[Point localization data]
*** Block opens ***

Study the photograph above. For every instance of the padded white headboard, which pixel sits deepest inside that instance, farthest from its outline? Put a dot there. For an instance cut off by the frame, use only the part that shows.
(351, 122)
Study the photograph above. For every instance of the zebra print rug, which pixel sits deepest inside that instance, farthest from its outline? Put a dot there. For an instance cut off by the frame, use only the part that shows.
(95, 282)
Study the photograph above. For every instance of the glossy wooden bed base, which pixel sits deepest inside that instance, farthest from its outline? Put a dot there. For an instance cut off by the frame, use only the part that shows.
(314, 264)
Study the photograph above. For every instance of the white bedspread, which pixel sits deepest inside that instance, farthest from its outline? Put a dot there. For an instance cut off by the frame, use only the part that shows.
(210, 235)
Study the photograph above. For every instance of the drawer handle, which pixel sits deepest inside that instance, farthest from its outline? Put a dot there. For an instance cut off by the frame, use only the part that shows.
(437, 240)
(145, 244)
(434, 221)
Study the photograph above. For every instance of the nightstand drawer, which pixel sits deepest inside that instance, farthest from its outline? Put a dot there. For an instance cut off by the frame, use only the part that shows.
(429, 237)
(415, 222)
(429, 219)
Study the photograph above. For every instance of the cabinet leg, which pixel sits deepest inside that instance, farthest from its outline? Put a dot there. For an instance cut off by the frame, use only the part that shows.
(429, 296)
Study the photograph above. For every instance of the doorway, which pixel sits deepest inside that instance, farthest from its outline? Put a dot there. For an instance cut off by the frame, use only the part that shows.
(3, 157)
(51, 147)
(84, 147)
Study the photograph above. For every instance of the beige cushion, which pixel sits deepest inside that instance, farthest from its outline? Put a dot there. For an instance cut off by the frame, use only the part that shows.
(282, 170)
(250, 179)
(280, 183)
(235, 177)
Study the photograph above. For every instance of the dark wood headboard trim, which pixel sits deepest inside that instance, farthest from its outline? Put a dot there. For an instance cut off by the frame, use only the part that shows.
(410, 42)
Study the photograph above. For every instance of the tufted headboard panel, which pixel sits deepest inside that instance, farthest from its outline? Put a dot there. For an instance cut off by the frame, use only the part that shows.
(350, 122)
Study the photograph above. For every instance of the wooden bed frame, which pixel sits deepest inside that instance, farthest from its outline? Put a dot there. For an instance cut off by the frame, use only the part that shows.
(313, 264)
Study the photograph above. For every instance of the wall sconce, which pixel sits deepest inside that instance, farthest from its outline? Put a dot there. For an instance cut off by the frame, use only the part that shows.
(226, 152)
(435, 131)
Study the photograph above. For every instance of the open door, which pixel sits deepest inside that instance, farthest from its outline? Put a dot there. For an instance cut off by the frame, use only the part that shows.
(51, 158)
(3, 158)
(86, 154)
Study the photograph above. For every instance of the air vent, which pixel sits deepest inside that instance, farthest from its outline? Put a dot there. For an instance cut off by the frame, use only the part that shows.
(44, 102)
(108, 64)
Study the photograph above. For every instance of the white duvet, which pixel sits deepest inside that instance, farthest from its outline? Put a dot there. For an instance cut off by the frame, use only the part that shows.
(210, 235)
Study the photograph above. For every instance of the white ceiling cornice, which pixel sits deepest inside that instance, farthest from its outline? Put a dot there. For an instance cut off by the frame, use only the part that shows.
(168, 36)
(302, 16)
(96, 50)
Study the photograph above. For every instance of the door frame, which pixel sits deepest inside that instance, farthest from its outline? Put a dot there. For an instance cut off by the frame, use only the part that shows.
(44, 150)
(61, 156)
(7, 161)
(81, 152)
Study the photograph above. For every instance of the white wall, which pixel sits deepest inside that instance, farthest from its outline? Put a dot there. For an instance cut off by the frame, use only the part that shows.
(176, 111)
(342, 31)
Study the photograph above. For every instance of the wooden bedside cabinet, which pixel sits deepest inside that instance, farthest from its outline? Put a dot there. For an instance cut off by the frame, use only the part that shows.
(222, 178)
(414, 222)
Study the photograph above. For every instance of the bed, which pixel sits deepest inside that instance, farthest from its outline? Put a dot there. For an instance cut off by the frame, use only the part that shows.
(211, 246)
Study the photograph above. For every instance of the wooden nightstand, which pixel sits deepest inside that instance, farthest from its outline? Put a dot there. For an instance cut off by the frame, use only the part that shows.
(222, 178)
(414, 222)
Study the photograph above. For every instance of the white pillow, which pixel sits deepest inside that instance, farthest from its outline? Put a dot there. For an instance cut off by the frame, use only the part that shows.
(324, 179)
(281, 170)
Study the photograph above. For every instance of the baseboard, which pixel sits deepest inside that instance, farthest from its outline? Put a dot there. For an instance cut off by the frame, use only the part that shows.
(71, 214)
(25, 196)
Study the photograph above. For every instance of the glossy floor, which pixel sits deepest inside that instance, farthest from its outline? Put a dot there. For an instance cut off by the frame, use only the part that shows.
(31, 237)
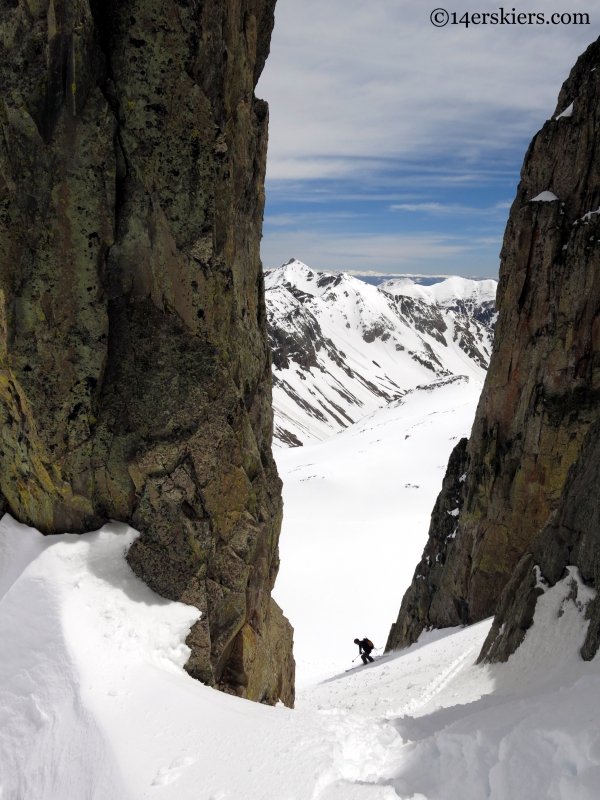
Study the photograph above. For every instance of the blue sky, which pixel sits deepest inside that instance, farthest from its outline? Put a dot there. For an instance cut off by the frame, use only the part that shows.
(395, 147)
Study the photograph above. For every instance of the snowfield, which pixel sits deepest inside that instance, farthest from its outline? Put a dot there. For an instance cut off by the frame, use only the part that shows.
(356, 516)
(343, 348)
(94, 702)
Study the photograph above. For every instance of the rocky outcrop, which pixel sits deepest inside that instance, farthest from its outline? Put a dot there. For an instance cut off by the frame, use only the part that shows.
(542, 391)
(135, 372)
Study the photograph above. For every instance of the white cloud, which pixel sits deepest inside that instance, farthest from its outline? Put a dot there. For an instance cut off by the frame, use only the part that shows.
(441, 209)
(431, 254)
(351, 80)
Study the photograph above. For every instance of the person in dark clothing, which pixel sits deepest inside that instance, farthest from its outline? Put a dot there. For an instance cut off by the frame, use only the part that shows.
(364, 648)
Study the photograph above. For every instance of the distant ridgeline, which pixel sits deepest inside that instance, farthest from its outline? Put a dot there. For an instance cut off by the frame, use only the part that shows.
(343, 348)
(520, 500)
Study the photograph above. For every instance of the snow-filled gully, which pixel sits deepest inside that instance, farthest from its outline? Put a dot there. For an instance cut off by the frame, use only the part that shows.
(94, 702)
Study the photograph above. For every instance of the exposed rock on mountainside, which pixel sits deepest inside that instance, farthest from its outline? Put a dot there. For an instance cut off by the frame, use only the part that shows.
(135, 377)
(540, 397)
(342, 348)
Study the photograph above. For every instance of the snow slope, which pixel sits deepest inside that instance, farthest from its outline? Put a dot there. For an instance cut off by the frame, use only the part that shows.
(343, 348)
(473, 298)
(94, 702)
(356, 517)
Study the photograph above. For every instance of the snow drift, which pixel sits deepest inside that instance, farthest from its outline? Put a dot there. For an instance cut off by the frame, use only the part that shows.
(94, 702)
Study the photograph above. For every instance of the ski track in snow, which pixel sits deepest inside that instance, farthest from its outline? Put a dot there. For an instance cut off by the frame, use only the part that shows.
(94, 701)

*** Block closes ***

Output every entry verbatim but skip the pictures.

Study the photograph above. For every instance of the padded white headboard, which pixel sits deepest inside that instance, farthest from its outline? Put a dot there. For an instance cut off by the frame, use only the part that shows.
(351, 122)
Study the photograph above. For every instance of the zebra print rug, which pixel sits deepest inside that instance, farthest from its outline? Put a dot there. For an instance cut off by the frame, use only the part that shows.
(95, 282)
Study the photograph above. For every instance of the glossy wooden bed base, which pixel sits deepest inside that instance, farthest from its outline? Put a dot there. For an instance cut off by the frame, use only the part that shows.
(314, 264)
Study the photograph above. For every instance of the white bedspread, which pixel sits deepest inside that instance, farthest from its outline? Put a dot there. For an instance cut off by the frame, use only the part that shows.
(210, 235)
Study the photograph above. For every instance of the drawer handle, which pixel sits deepest inside that instance, farthest from its outline? Put a dot there. For an instance cut off by the frame, use only the part that shows.
(437, 240)
(145, 244)
(434, 221)
Study the photograph above. For every instance of the nightstand drawer, which pixel sits deepest inside that instance, farthest from its outline? Put a dot there. For an instance cut off by the frame, use only the part that shows.
(429, 237)
(415, 222)
(429, 219)
Study the photograph above. For every instance of the cabinet leg, which pixel sits deepest inside that instance, farthest from its outline? Put a dot there. For an instance cut off by the frame, use only the part that shows.
(429, 296)
Study the photograph above. For every instance of the doorway, which pixel sits deepest inside that instance, farthest from its outline? Put a dot there. For an instance cut off by the frame, use only the part that shows.
(3, 157)
(51, 147)
(84, 147)
Study the photograph above. For every instance of the beige cushion, which pixel sits deepest inside that instance, farthest from its outline? Put a dot there. For an instance cut off by the frame, use only the part that shows.
(282, 170)
(250, 179)
(280, 183)
(235, 177)
Study the photograph above. For every instance of the dark wood headboard trim, which pixel sits deepest inside that instance, farthest from its outline? Put a dot there. For an instance cut off by the frame, use only the part that shows.
(410, 42)
Study the photograph above. For every instance of the tufted headboard panel, which pixel sits deepest inside that instance, farthest from its outline? Put a dot there. For an instance cut off by the frame, use only the part that shows.
(350, 122)
Study the photograph above. For every instance of the wooden bed frame, which pixel sits deepest inside that instance, farthest from its outline? Put a dot there. For an instance cut off by the frame, use only the part that shows.
(313, 264)
Study the photograph above. For every instance of the wall sconce, which pixel sits deepest inside that instance, farthest from its outline? Put a dot there. For an instance cut off by the frame, use only the part that shows.
(226, 152)
(435, 131)
Study the photograph above. For every instance of the open door, which pixel sits deepest inside that instance, farthest from its outline? Put a dot there. For an instance cut off by the frame, use only the part that shows.
(51, 158)
(3, 158)
(86, 154)
Study the photograph above. For every instance of the air vent, which pixel sits deepest inside that instance, farthest from its outline? Put a dot there. For an instance cut off by the frame, use only the part that shows.
(44, 102)
(108, 64)
Study the photograph above. For every instance of the white duvet, which pixel sits deepest inside that instance, farthest from its outline? Put a dot there. For an instance cut off by the frame, use only the part that shows.
(210, 235)
Study the photograph above. For every instance of the white ceiling cornice, which pixel sits deepest inside that instance, farthest from its outline? Put a dot there. For an instance cut off by the frame, use only the part that shows.
(168, 36)
(302, 16)
(96, 50)
Study the photograph above. For every instance of the door frame, which pixel sits deepest inside that instance, farthest from its outline? Put a dot there. For an instance cut off by the frame, use only the part that shows.
(44, 150)
(61, 156)
(7, 161)
(81, 152)
Study the photograph above. For every instance of the white wall, which pixel sits deepest inside that instance, farthest from its outline? Put a dot there. For an instance cut off by the frame, use only the part that shows.
(176, 111)
(342, 31)
Study the photograph above. For every instance of the wooden bedside cabinet, which pixel sits deepest inside that instance, farthest from its outline? Put a dot there. For an instance cut off by the frame, use only the part that shows.
(222, 178)
(414, 222)
Study the photograph above. For every instance of the bed, which pixel sits deepest inside that instance, farthest from its outline? Put a dot there. For an instance cut off by the frame, use only the part that shows.
(211, 246)
Study the photograph above. For every instance of the wooden nightstand, which pixel sits deepest inside that instance, farthest from its outline? Put a dot there. For an instance cut off by the frame, use only the part that shows.
(222, 178)
(414, 222)
Study the photograph above. For every instance of the white pillow, which pixel sits deepest inside that instance, farthest from its outline? Put a dot there. For an instance cut off by the frame, use only the part that shows.
(324, 179)
(281, 170)
Study the photograph above. For every instance of the baseboard, which pixel sits deepest inside that instance, farthest from its outline? Put a dot there. For an instance cut off by the frame, use only the part that shows.
(71, 214)
(25, 196)
Study the photograph above. For every instance of the glossy floor, which pixel sits deepest inside that instance, farthest from its outline? Put a dot there. For an instance cut off by the frame, use only the part that shows.
(31, 237)
Study the photograph above. For every instance of the blue sky, which pixel sits deepest inside that instance, farthest from its outline? Put a dot there. For an instance cut off by the frame, use only the part that shows.
(395, 147)
Study the photograph above. For every instance of the snowfield, which pixel sits deepest inside that instance, farthest from its outline? Put a dot there. For an instance cut off by the frame, use only the part that shows.
(356, 516)
(343, 348)
(94, 702)
Study the photograph above. For every instance of the rocky outcrop, which pixel sits deepest inside that instance, farthest from its outline? Put a dot there. For an instance cut off by the frame, use only the part that shows.
(542, 391)
(135, 372)
Study the photograph above. For every instance of the white cloud, which pixel sits deepest inside that instance, farthest from its outline? Put a dot there. For an instance cut off by the frame, use only the part that shows.
(441, 209)
(431, 254)
(351, 80)
Study the photograph above. For every instance of the person in dark clothing, which pixel sits deepest inside that instance, farthest from its outline? Put a dot there. For an instance cut off by the frame, use only the part that shows.
(364, 648)
Study the photograph above. For every instance of the distant ridgeline, which pixel sits deepest inside that instance, farthest from its outline? Put a dot there. For an instance cut off by the frame, use only the part that shows.
(343, 348)
(520, 500)
Study the photograph above. For every instance of the snow-filled gully, which pixel sits deepest inside that instance, farthest from its outline? Put a dot there. For an instance cut off by the frame, use only the part that shows.
(94, 702)
Study the photograph above. For every instance of the exposed rock on mountainside, which pixel sits deepest inside that instance, farthest from its outline? Put a dot there. For an instance cut off by the frame, use only the part that shows.
(135, 377)
(540, 397)
(342, 348)
Study the photograph above. For every instance of the snow slope, which pixel sits deepest inside that instance, farthest from its outline? Put a dot there. For an instance cut off by the frame, use only the part that shows.
(343, 348)
(473, 298)
(94, 702)
(356, 517)
Study the photograph above. For every instance of the snow drift, which pixel sits deepest inside that instance, farthest from its outline? Put a dot there. For an instance cut off by the frame, use only the part that shows.
(94, 702)
Study the photograph above. For every instance of the ski track in snow, which pixel sits deepest inside that instance, farthest from its outline? Put a dot there. For an instance cut off by the frame, use only the part that shows.
(94, 701)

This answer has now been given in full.